Return exactly, and only, the lines from the line containing "Would you mind pointing out the dirt" through the final line of the records below, both included.
(The data)
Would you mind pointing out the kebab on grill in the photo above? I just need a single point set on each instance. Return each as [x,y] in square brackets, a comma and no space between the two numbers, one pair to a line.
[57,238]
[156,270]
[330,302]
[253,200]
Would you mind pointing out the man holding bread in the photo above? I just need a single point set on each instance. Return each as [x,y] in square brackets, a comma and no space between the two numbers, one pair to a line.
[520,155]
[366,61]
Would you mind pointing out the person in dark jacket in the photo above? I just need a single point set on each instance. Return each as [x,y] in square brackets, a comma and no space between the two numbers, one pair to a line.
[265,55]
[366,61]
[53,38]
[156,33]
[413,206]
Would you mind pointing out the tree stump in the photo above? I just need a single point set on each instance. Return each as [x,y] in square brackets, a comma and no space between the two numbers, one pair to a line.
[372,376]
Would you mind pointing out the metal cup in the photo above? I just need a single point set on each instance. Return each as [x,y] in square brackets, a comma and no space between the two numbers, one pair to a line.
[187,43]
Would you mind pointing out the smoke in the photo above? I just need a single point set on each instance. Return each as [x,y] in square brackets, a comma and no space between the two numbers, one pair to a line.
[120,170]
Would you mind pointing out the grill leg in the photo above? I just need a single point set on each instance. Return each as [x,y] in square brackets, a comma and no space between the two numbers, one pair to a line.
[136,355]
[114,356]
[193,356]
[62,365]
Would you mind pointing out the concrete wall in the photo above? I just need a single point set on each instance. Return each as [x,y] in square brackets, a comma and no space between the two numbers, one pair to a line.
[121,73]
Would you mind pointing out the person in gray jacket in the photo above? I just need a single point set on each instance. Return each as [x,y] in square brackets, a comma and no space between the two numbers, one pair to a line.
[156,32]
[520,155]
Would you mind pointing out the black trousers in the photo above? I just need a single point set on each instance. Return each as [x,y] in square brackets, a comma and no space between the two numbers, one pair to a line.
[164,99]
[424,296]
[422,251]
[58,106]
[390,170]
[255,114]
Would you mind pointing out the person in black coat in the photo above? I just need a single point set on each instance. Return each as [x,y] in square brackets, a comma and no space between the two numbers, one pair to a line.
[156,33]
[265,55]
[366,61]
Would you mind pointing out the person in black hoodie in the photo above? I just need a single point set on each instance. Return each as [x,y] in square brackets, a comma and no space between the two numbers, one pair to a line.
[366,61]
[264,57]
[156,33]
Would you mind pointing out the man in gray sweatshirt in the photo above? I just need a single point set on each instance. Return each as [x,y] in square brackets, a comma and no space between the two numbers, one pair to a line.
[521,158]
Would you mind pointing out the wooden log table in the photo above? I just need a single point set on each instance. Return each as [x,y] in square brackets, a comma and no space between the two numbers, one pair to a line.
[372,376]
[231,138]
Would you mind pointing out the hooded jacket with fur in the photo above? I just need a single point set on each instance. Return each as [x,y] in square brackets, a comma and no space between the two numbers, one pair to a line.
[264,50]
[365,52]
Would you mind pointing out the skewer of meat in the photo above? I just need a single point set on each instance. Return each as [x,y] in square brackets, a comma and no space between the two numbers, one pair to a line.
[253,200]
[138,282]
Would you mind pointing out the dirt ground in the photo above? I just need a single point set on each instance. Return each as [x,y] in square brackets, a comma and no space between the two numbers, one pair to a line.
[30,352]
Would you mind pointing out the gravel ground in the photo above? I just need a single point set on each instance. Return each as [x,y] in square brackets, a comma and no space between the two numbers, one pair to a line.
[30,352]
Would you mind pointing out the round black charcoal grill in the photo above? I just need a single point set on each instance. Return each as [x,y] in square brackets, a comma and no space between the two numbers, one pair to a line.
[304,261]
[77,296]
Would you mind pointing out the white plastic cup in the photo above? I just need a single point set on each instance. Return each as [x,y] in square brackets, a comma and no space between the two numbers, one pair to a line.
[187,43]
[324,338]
(End The data)
Output for this task
Would you mind pointing out the dirt ground in the photo above? I just need a single point set on each instance. Return each as [x,y] in square brackets, a comma and no space between the two numbers, one pair to a line.
[30,352]
Would you mind pointing out the gravel ground in the photo above? I just need a single point set on each instance. Return each as [x,y] in square brackets, a comma and no space between the two numbers, one pair to a line.
[30,352]
Would you mind pointing out the round black charcoal grill in the photo above? I just need a single point set on each instance. Return each as [x,y] in square brackets, a comma and no space between the two numbers, one pair to a line.
[304,261]
[77,296]
Would you mind pointing out the white plastic cup in the photo above? I just need a single point set on each instance. Return each as [x,y] in square brackets, a comma and no space between the two numbers, one pair to a line.
[187,43]
[324,338]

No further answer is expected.